Dataset items:
================================

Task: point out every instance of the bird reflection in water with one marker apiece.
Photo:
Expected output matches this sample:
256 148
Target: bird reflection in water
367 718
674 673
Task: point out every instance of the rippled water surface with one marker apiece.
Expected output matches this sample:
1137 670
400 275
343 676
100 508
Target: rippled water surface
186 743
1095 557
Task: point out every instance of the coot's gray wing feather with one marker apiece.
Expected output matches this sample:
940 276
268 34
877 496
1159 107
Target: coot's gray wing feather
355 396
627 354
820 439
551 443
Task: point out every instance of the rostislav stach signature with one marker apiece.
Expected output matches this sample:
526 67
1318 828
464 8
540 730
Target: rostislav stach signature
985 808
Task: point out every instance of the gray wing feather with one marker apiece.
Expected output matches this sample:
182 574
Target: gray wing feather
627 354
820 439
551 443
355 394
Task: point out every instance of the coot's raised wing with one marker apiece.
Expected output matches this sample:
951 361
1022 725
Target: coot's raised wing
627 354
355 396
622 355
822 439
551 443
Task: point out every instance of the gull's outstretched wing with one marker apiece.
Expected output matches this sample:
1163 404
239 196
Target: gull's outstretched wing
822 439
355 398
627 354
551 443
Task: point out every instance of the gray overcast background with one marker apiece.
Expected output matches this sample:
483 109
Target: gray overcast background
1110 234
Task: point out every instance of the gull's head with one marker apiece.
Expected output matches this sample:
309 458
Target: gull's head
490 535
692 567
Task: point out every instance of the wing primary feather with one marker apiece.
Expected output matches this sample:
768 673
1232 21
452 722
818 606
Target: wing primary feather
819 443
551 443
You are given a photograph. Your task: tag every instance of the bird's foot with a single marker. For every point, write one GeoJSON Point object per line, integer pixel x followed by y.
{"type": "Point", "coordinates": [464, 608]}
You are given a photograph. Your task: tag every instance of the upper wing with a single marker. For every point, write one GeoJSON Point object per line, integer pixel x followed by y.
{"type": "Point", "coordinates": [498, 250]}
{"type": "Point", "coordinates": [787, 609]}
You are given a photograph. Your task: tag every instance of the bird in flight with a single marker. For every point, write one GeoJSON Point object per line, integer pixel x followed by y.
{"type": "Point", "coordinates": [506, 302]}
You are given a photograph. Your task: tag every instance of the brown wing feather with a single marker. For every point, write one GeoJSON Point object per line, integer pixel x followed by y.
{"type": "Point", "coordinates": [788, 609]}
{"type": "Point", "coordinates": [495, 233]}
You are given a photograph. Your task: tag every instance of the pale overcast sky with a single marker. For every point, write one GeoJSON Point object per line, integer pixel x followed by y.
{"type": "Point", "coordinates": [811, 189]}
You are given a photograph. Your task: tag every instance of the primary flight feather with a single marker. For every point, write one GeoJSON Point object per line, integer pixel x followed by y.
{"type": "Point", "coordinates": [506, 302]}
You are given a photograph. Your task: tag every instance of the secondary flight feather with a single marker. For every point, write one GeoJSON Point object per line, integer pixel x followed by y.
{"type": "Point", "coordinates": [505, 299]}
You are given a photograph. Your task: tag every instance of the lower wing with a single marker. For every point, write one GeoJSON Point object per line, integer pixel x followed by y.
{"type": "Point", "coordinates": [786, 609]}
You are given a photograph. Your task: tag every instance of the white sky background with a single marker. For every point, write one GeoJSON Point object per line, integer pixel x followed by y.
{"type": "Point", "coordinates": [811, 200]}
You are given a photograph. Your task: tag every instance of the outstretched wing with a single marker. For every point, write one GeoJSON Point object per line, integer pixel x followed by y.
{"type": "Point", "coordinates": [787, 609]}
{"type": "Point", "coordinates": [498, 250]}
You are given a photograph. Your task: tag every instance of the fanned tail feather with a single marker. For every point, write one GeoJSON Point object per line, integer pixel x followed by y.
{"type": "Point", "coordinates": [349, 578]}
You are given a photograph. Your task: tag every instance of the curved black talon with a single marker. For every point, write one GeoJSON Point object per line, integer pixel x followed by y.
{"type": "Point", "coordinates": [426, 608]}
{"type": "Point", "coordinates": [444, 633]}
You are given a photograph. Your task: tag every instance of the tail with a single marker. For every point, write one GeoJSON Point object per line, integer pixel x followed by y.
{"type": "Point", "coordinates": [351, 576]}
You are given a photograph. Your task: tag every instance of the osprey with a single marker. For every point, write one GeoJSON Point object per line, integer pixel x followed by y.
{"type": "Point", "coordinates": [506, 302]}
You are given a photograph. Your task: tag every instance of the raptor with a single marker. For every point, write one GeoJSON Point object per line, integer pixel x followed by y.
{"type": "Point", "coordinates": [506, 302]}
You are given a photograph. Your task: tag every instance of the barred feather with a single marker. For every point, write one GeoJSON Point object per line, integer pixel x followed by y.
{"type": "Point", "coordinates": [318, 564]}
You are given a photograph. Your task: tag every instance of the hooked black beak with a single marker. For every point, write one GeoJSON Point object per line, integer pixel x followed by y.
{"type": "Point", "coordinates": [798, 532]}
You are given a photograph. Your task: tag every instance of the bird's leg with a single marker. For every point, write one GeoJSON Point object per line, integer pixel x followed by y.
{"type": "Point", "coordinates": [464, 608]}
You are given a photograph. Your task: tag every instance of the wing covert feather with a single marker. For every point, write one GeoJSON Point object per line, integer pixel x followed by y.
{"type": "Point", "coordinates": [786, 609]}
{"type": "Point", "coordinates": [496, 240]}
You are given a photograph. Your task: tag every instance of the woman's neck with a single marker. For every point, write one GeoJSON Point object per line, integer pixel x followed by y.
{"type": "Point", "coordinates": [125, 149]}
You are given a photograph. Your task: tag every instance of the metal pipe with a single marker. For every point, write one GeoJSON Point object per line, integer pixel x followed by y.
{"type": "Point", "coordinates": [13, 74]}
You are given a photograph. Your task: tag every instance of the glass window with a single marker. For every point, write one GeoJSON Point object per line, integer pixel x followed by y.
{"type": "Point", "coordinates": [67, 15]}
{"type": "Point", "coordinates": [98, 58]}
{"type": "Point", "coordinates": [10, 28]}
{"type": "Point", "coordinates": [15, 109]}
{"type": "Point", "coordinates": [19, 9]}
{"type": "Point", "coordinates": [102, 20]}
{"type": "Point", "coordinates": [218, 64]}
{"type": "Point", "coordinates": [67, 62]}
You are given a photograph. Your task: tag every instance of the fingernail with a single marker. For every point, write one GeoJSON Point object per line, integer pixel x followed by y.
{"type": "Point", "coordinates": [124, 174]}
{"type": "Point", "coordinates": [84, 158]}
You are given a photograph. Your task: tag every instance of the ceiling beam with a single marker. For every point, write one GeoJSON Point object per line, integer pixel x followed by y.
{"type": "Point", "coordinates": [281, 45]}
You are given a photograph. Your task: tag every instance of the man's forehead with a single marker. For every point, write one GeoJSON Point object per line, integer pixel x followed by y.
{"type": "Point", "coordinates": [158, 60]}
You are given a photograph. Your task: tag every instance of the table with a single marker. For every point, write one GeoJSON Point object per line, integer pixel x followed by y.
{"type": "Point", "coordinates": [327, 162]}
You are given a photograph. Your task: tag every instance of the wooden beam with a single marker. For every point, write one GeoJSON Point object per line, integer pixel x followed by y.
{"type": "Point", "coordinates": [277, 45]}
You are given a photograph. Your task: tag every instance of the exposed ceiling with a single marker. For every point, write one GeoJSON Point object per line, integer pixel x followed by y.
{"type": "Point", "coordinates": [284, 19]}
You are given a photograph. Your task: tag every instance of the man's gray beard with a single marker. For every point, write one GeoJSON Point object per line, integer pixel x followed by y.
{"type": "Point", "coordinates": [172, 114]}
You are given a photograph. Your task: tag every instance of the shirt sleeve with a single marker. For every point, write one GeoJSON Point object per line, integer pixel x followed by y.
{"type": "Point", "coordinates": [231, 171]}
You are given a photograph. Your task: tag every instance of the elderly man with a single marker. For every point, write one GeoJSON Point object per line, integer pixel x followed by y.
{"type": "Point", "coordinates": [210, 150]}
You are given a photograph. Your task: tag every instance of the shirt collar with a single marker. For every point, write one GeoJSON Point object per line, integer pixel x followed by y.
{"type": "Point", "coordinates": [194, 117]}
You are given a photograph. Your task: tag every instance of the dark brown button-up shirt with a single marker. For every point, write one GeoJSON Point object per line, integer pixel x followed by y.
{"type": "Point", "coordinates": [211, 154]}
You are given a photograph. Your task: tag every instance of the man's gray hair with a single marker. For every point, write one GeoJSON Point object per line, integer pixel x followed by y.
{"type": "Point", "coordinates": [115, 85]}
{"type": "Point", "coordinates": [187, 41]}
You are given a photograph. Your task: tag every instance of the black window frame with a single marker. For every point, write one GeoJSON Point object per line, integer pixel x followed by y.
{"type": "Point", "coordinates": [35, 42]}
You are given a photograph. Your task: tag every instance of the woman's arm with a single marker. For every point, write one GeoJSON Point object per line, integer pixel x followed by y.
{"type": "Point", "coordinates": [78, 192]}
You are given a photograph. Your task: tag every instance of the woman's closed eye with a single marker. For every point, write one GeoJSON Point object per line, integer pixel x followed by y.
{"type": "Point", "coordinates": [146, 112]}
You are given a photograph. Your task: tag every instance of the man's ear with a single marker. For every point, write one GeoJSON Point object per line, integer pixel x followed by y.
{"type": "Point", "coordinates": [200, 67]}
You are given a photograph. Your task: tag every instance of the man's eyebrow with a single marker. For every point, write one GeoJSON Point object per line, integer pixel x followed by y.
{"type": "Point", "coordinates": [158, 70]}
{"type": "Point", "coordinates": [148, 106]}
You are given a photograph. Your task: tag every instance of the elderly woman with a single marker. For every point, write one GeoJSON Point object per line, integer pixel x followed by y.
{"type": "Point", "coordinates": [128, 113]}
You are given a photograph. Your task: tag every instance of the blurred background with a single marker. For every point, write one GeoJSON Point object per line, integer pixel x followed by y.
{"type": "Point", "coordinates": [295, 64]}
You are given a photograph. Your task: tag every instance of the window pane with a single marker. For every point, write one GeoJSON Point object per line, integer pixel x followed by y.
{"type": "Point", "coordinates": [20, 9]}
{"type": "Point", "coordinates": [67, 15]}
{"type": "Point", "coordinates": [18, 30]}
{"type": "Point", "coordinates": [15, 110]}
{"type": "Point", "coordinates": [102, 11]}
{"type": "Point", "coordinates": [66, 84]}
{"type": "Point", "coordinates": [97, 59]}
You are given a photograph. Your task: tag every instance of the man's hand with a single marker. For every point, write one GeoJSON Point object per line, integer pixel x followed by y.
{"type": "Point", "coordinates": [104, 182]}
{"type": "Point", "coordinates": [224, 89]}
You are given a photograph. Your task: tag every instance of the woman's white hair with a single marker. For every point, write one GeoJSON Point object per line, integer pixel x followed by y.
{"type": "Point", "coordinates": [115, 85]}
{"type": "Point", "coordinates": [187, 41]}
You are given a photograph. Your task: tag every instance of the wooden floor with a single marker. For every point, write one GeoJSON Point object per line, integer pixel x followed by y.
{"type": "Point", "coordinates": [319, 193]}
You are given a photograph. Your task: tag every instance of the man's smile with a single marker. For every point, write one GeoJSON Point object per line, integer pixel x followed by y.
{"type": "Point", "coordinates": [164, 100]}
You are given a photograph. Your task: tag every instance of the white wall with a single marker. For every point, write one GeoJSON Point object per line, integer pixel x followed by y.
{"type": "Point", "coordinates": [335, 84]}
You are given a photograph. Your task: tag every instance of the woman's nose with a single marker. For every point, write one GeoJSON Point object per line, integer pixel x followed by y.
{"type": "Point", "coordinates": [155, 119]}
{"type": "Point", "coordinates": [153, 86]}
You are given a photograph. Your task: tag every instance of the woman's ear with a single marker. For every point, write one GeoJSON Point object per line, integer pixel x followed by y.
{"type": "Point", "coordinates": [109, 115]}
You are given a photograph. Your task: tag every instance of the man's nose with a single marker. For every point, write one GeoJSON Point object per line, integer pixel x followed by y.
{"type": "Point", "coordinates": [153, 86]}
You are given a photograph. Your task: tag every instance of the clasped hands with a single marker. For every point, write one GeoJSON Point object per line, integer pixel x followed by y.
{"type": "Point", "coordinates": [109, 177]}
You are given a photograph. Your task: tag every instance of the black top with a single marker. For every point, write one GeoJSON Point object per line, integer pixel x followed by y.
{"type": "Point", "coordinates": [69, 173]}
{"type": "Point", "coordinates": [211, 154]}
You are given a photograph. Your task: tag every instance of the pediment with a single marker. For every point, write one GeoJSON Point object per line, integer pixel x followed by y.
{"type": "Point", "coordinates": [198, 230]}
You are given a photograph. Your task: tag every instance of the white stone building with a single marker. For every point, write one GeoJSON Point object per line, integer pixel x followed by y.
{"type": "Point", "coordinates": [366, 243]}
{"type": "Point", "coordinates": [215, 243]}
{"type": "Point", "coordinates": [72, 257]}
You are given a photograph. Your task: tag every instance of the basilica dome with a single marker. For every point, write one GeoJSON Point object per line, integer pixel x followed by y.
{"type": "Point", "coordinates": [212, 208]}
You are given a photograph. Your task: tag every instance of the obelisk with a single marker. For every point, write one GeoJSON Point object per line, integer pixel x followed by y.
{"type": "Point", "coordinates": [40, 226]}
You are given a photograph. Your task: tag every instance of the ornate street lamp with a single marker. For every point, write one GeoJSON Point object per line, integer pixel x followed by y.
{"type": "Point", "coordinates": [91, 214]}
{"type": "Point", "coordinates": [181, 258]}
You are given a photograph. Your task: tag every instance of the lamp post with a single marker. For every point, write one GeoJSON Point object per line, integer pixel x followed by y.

================================

(TASK STATEMENT): Search the records for the word "apiece" and return every line that holds it.

(ANSWER BOX):
Task: point out every instance of the bird reflection in water with one marker apiece.
Task: point out every instance of the rippled water surface with one marker apiece.
Task: point out every instance of the coot's gray wing feather with one marker apiece.
Task: point out every instance of the rostislav stach signature with one marker apiece.
Task: point out every instance of the gray wing feather with one marker apiece.
Task: point out every instance of the coot's raised wing with one marker apiece.
Task: point out every instance of the gull's outstretched wing with one marker apiece.
Task: point out every instance of the gray overcast background with one marker apiece.
Task: point out every instance of the gull's head with one marker apiece.
Task: point out every instance of the wing primary feather with one marker apiece.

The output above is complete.